BEGIN Dataset content

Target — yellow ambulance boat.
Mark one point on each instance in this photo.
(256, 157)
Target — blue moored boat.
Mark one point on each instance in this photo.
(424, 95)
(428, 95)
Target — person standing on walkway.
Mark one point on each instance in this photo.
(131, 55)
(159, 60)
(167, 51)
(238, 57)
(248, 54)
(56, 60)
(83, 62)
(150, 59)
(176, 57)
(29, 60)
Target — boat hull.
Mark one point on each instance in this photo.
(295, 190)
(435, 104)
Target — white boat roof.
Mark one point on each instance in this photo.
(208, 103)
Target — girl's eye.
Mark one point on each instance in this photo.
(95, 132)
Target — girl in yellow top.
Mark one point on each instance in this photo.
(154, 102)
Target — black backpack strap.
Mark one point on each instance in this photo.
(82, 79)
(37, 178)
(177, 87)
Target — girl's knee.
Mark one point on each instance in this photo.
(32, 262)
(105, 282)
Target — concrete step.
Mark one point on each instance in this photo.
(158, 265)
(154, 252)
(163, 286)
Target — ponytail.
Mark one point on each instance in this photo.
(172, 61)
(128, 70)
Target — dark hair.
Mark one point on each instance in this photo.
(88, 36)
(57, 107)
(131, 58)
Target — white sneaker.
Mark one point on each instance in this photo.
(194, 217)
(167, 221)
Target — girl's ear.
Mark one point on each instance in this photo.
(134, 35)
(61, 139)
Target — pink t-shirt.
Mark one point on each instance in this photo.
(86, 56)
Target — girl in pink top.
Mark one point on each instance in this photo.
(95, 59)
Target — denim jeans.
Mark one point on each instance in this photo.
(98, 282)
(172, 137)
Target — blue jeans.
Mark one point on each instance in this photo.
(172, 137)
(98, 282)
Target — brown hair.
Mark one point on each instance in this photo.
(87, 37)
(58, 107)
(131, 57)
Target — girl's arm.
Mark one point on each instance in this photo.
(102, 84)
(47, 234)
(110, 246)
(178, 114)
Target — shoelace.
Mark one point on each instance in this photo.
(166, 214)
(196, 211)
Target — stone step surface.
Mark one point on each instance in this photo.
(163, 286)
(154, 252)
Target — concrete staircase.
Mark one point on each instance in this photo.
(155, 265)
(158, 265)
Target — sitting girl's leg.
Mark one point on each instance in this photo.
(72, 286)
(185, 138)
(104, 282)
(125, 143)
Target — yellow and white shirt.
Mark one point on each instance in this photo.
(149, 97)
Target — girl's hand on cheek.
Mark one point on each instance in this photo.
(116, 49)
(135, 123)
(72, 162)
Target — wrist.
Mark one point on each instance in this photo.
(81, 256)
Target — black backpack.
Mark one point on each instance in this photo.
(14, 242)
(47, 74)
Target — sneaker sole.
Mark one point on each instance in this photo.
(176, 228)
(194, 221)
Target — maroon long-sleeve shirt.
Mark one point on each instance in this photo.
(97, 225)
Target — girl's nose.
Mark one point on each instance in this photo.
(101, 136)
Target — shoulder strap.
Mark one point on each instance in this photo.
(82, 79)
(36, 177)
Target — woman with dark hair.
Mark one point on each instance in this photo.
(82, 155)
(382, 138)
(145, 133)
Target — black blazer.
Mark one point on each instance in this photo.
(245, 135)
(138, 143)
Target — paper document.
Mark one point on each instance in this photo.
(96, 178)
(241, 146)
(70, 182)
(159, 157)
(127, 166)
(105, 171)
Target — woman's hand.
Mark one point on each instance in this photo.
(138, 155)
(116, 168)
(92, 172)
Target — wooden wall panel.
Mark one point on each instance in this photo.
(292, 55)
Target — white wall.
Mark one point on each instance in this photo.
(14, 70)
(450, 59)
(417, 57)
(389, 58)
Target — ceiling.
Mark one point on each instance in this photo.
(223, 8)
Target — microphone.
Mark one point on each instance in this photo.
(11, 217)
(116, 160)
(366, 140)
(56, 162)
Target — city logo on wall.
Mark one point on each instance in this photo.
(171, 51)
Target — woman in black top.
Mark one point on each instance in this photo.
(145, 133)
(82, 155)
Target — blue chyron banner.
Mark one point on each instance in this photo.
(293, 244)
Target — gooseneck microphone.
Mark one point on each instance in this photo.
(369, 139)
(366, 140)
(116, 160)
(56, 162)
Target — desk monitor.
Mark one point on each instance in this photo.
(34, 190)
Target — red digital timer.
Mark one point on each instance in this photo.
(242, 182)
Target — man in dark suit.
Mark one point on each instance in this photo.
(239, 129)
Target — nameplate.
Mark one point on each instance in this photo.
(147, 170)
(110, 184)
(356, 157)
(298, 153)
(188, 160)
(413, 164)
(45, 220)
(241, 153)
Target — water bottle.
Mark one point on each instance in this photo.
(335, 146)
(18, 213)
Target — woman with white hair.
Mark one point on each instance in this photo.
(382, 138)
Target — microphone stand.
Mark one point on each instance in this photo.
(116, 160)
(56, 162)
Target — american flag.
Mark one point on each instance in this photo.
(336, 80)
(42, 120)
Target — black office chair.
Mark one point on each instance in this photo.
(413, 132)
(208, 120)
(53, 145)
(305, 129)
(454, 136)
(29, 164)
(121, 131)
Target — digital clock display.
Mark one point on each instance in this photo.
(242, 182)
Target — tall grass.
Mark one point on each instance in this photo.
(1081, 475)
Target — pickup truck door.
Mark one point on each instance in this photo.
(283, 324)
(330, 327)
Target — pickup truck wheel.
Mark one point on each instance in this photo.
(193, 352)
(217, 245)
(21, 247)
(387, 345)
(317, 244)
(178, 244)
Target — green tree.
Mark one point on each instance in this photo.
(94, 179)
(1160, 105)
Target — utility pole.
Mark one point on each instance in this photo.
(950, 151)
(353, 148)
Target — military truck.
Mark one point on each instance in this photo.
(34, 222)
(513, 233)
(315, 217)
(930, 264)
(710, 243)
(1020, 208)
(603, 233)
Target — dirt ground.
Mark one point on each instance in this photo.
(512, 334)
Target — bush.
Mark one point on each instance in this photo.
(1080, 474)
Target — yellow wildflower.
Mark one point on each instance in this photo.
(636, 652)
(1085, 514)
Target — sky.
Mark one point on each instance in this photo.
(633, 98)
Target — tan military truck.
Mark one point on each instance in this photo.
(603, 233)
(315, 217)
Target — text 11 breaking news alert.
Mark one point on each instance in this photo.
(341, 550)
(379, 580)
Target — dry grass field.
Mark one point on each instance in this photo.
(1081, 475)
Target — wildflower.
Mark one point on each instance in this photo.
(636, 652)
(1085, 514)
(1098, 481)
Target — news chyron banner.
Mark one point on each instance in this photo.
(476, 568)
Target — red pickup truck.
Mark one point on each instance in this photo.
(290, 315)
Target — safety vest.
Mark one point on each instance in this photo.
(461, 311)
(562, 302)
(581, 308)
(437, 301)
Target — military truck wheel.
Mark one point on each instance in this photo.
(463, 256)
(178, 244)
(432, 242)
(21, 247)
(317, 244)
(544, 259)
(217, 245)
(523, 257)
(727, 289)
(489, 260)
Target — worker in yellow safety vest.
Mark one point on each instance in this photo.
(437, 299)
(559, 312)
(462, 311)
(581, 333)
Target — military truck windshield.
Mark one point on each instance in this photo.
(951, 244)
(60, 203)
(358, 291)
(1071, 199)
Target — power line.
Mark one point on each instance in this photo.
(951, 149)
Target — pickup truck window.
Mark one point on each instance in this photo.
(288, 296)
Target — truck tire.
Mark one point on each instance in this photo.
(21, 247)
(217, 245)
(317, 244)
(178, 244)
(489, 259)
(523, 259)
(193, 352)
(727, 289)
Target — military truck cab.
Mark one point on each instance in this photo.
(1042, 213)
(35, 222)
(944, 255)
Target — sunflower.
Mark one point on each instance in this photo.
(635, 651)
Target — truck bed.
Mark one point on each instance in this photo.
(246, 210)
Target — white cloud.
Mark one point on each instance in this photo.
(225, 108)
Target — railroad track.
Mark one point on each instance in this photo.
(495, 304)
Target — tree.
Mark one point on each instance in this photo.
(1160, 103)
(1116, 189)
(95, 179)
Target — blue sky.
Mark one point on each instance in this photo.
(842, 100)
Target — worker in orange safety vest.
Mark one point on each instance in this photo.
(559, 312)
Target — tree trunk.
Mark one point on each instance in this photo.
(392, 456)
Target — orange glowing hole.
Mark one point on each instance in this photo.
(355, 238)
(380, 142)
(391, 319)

END Dataset content

## Exercise instructions
What lines in the data above contain the word "banner"? Show them all.

## Completed task
Target — blue chyron banner.
Target — news chyron banner.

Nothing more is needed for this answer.